> _WORK TO BE COMPLETED_:
Rewrite the listing below with every occurrence of "instance" changed to "occurrence", leaving all other text and coordinates unchanged.

+++ LISTED ENTRIES

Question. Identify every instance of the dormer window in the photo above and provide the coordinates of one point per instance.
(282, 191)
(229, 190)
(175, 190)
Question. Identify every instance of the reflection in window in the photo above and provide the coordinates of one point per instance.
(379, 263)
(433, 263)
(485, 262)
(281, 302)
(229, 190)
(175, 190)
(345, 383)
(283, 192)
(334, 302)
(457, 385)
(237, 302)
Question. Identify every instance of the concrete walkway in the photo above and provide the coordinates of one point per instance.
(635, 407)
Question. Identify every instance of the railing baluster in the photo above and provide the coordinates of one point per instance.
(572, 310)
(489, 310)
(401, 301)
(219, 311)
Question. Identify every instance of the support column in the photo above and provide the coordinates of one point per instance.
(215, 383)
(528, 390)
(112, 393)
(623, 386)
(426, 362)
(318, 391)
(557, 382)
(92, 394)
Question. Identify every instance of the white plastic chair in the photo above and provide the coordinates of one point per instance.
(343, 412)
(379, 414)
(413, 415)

++++++

> _SOLUTION_:
Question. Identify every occurrence of the dormer window in the photo above and provide the coordinates of one point per occurrence.
(282, 191)
(229, 190)
(175, 190)
Question. Identify every occurrence of the reflection in window in the photo above and provide the coordinates of one point per occurrence.
(379, 263)
(433, 263)
(485, 262)
(281, 302)
(229, 190)
(175, 190)
(345, 383)
(283, 192)
(334, 302)
(457, 385)
(237, 302)
Question. Identify every occurrence of the concrete walkway in the photo above and provide the coordinates of one point per occurrence.
(635, 407)
Question. Identify every occurrence of the railing baluster in the photo above and provide the coordinates of one point per occurrence.
(572, 310)
(489, 310)
(401, 301)
(219, 311)
Question. Identify every occurrence of the support column in the photo above and provide the coordinates of one point per occurrence.
(215, 383)
(528, 390)
(112, 393)
(623, 386)
(426, 362)
(318, 391)
(557, 382)
(92, 394)
Question. Identify every occurrence of the white plastic chair in the photo above and provide the coordinates of one point per occurrence.
(343, 412)
(379, 414)
(413, 415)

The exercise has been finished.